* WORK TO DO: Lay out every line of the entries below as a Markdown table with two columns, Row and Line, where Row numbers each line and Line holds its text. Skip blank lines, and leave the pictures out.

* DATA FOR THE TASK:

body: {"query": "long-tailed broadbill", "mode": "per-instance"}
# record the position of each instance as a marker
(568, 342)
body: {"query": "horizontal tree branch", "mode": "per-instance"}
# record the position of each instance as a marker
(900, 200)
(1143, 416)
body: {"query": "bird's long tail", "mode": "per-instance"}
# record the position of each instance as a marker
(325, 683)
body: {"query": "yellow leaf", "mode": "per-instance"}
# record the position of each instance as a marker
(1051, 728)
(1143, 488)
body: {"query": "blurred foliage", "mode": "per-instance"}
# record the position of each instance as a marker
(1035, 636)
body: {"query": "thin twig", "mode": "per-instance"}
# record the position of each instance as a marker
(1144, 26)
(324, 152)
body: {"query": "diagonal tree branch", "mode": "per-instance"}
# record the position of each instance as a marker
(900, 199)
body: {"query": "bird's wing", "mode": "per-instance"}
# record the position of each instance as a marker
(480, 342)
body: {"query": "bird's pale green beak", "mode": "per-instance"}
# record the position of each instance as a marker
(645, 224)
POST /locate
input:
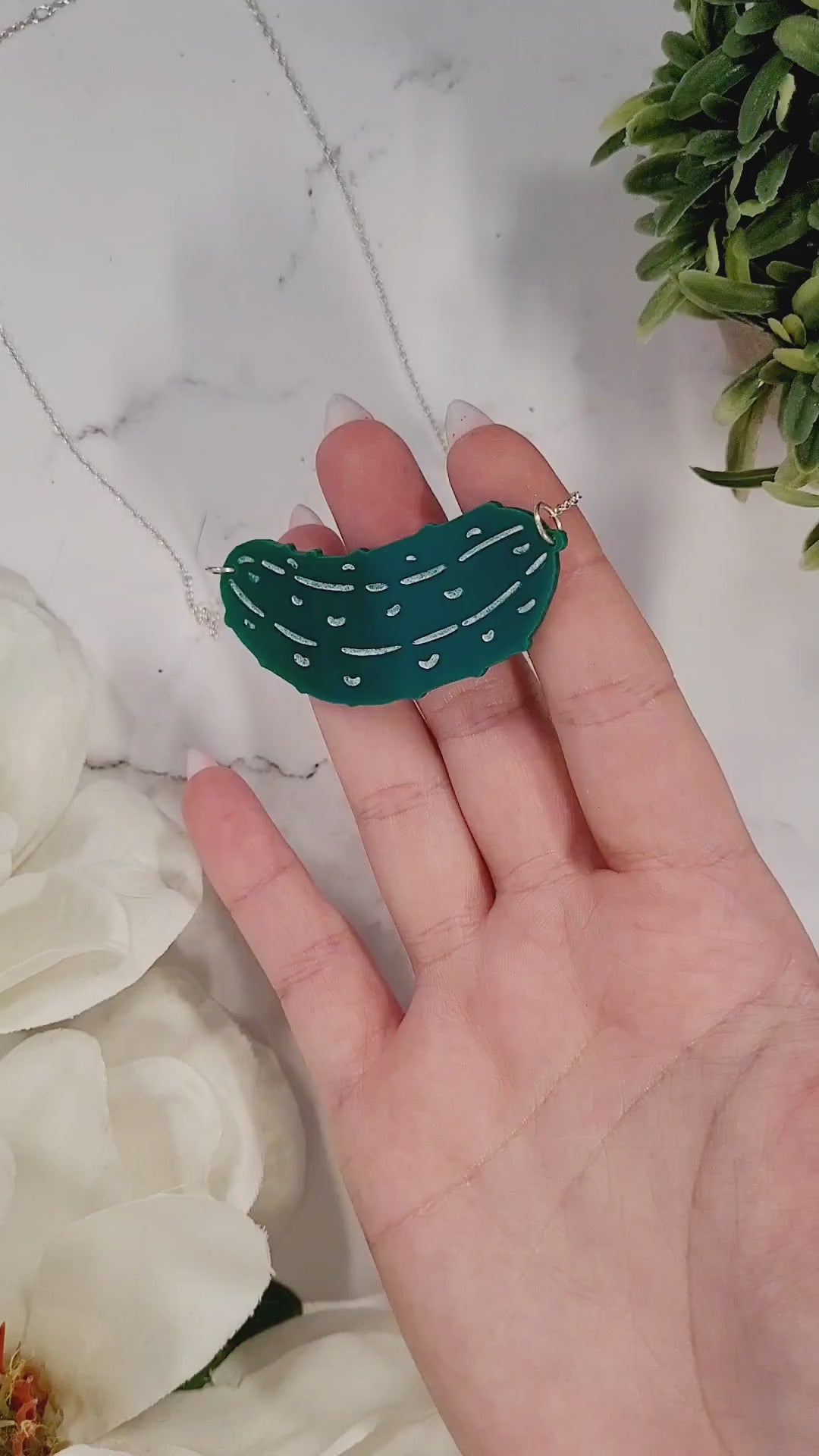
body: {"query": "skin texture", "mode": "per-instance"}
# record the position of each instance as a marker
(586, 1156)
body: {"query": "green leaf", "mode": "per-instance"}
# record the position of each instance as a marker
(662, 305)
(614, 143)
(763, 17)
(714, 73)
(741, 452)
(741, 394)
(798, 360)
(713, 146)
(808, 459)
(755, 145)
(651, 124)
(738, 46)
(811, 551)
(761, 96)
(681, 50)
(276, 1307)
(679, 204)
(795, 329)
(773, 175)
(781, 226)
(789, 494)
(720, 108)
(667, 256)
(618, 118)
(774, 373)
(798, 38)
(736, 479)
(713, 251)
(738, 265)
(672, 142)
(787, 92)
(780, 331)
(726, 296)
(667, 73)
(651, 177)
(698, 15)
(799, 411)
(786, 273)
(806, 303)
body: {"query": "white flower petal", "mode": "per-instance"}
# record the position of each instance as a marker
(8, 1172)
(133, 1301)
(167, 1125)
(283, 1144)
(55, 1120)
(44, 714)
(117, 849)
(108, 1451)
(168, 1014)
(58, 935)
(337, 1382)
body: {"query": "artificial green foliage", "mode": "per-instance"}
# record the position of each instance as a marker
(729, 140)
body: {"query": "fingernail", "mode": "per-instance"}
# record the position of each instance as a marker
(341, 411)
(197, 762)
(461, 419)
(302, 516)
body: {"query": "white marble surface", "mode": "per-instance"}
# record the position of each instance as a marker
(178, 271)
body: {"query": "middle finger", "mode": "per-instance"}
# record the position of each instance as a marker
(493, 733)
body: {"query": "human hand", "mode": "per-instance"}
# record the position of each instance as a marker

* SOLUTION FOR THIS TASK:
| Row | Line |
|---|---|
| 1 | body: {"query": "long-tailed broadbill", "mode": "per-instance"} |
| 2 | # record the position of each instance as a marker |
| 3 | (568, 342) |
| 4 | body: {"query": "horizontal tree branch", "mode": "per-instance"} |
| 5 | # record the position of each instance as a marker |
| 6 | (900, 200) |
| 7 | (1143, 416) |
| 8 | body: {"query": "bird's long tail", "mode": "per-instance"} |
| 9 | # record the position of each instance as a marker |
| 10 | (325, 683) |
| 11 | body: {"query": "yellow leaf", "mode": "per-instance"} |
| 12 | # record the position of each instance as a marker |
| 13 | (1051, 728) |
| 14 | (1143, 488) |
| 15 | body: {"query": "blurred foliage", "mode": "per-instance"} |
| 16 | # record the position of each instance as a marker |
| 17 | (1035, 636) |
| 18 | body: {"query": "thin twig", "mode": "per-instance"} |
| 19 | # record the position of each instance as a marker |
| 20 | (1144, 26) |
| 21 | (324, 152) |
| 22 | body: {"query": "diagonal tree branch", "mode": "per-instance"} |
| 23 | # record the position of each instance as a marker |
| 24 | (900, 199) |
| 25 | body: {"query": "bird's wing", "mode": "per-instance"} |
| 26 | # record the position of each instance as a marker |
| 27 | (480, 342) |
| 28 | body: {"query": "bird's pale green beak", "mode": "per-instance"} |
| 29 | # record the position of each instance as a marker |
| 30 | (645, 224) |
| 31 | POST /locate |
| 32 | input: |
| 33 | body: {"query": "skin texture", "mode": "per-instance"} |
| 34 | # record the position of each instance as a marker |
| 35 | (586, 1156) |
| 36 | body: {"query": "green leaf", "mode": "per-instance"} |
| 37 | # record the position of each instance as a marker |
| 38 | (662, 305) |
| 39 | (614, 143) |
| 40 | (763, 17) |
| 41 | (714, 73) |
| 42 | (741, 452) |
| 43 | (741, 394) |
| 44 | (798, 360) |
| 45 | (713, 146) |
| 46 | (808, 459) |
| 47 | (755, 145) |
| 48 | (651, 124) |
| 49 | (738, 46) |
| 50 | (811, 551) |
| 51 | (761, 96) |
| 52 | (681, 50) |
| 53 | (276, 1307) |
| 54 | (679, 204) |
| 55 | (795, 329) |
| 56 | (773, 175) |
| 57 | (781, 226) |
| 58 | (789, 494) |
| 59 | (720, 108) |
| 60 | (667, 256) |
| 61 | (618, 118) |
| 62 | (774, 373) |
| 63 | (798, 38) |
| 64 | (736, 479) |
| 65 | (713, 251) |
| 66 | (738, 265) |
| 67 | (672, 142) |
| 68 | (787, 92) |
| 69 | (780, 331) |
| 70 | (726, 296) |
| 71 | (667, 73) |
| 72 | (651, 177) |
| 73 | (698, 15) |
| 74 | (799, 411) |
| 75 | (786, 273) |
| 76 | (806, 303) |
| 77 | body: {"query": "white flower petal", "mode": "per-instance"} |
| 78 | # record the position of each instance as a marker |
| 79 | (8, 1172) |
| 80 | (133, 1301) |
| 81 | (167, 1125) |
| 82 | (283, 1144) |
| 83 | (55, 1120) |
| 84 | (44, 714) |
| 85 | (117, 849) |
| 86 | (108, 1451) |
| 87 | (168, 1014) |
| 88 | (58, 935) |
| 89 | (337, 1382) |
| 90 | body: {"query": "artificial green foliage", "mode": "per-instance"} |
| 91 | # record the position of each instance as a marker |
| 92 | (729, 140) |
| 93 | body: {"query": "fingernail", "mode": "per-instance"} |
| 94 | # record the position of each instance as a marker |
| 95 | (341, 411) |
| 96 | (197, 762) |
| 97 | (461, 419) |
| 98 | (302, 516) |
| 99 | body: {"query": "white marble surface", "mode": "per-instance"} |
| 100 | # record the position of each instance as a marker |
| 101 | (178, 271) |
| 102 | body: {"query": "middle finger", "mode": "per-instance"} |
| 103 | # record the position of each instance as a marker |
| 104 | (493, 733) |
| 105 | body: {"query": "human hand", "mode": "per-instance"} |
| 106 | # record the position of each instance as a marker |